Task to carry out - Quote, without any change, the line that contains "The service MUST return one point per instance of the distant" and all lines that follow it to the end of the data below.

Excerpts of pointing data -
────
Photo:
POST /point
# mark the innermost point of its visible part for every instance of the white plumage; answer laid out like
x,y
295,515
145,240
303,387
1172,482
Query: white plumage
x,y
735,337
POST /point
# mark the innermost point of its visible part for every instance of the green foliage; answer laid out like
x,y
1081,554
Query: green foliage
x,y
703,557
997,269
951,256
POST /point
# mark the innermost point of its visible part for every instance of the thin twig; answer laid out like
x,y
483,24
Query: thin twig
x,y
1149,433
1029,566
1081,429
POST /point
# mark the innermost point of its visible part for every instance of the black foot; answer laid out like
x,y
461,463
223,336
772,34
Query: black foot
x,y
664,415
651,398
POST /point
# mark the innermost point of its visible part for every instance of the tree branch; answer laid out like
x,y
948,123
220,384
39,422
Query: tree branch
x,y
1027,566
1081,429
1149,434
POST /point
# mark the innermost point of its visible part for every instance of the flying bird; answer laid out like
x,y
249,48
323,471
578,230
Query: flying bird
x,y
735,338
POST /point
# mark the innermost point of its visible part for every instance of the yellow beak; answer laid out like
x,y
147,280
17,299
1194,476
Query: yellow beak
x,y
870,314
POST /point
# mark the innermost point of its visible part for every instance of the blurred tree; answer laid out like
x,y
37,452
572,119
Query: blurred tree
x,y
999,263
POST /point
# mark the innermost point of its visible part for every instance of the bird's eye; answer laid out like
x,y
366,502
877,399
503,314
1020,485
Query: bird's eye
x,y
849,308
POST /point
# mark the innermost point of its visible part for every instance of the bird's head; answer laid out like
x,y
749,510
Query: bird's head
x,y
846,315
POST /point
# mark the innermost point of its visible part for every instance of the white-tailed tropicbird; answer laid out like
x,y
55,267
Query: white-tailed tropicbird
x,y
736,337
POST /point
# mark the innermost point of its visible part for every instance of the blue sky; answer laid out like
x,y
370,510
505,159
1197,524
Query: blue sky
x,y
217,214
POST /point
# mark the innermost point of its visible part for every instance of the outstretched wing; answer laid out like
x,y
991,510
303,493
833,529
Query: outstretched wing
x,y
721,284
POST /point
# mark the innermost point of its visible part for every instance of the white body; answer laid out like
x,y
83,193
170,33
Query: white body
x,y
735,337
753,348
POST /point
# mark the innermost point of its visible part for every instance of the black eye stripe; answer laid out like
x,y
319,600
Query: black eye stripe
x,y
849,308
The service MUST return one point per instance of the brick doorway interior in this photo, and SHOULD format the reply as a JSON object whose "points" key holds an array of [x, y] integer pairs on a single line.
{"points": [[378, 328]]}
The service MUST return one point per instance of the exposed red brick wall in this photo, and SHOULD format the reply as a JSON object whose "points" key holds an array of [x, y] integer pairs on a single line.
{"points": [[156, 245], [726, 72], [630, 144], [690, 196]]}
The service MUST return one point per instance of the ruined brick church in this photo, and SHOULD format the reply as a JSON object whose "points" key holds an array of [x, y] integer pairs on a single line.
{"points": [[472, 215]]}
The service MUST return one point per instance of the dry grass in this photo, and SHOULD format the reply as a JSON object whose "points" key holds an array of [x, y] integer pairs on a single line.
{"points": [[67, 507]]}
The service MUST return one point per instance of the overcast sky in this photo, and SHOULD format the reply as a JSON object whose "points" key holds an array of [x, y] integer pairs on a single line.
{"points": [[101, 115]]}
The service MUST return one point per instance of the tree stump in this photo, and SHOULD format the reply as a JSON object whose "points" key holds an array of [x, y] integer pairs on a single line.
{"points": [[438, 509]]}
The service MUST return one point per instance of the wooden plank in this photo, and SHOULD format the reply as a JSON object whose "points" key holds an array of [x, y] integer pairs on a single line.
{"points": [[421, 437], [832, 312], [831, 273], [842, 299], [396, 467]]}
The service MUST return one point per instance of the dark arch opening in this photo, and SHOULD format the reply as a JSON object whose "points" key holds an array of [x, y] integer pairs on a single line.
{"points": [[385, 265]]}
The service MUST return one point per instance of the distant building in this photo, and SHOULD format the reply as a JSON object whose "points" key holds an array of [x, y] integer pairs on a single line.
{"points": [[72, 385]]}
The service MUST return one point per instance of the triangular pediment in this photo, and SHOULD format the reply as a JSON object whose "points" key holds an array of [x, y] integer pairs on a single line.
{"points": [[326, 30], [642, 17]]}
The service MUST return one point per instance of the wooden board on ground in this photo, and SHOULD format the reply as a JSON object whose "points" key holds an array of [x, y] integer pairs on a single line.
────
Answer to this exercise -
The service MUST return one point per instance of the distant building in this photo, and SHOULD format the reply as a JSON object whose "points" key holds an array of [x, y] integer pairs on a single line.
{"points": [[72, 385]]}
The service MUST return one point per instance of the triangular pediment in this photo, and SHOULD format the reply as a JSON object whose "points" key holds an array of [x, y] integer pairs on a single line.
{"points": [[326, 30], [642, 17]]}
The service MUST return one point per instance of the wooden board on ground in this photo, and SHOULD format the reply as a JSON object whose "points" key holds an array of [x, y] integer pairs on a single line.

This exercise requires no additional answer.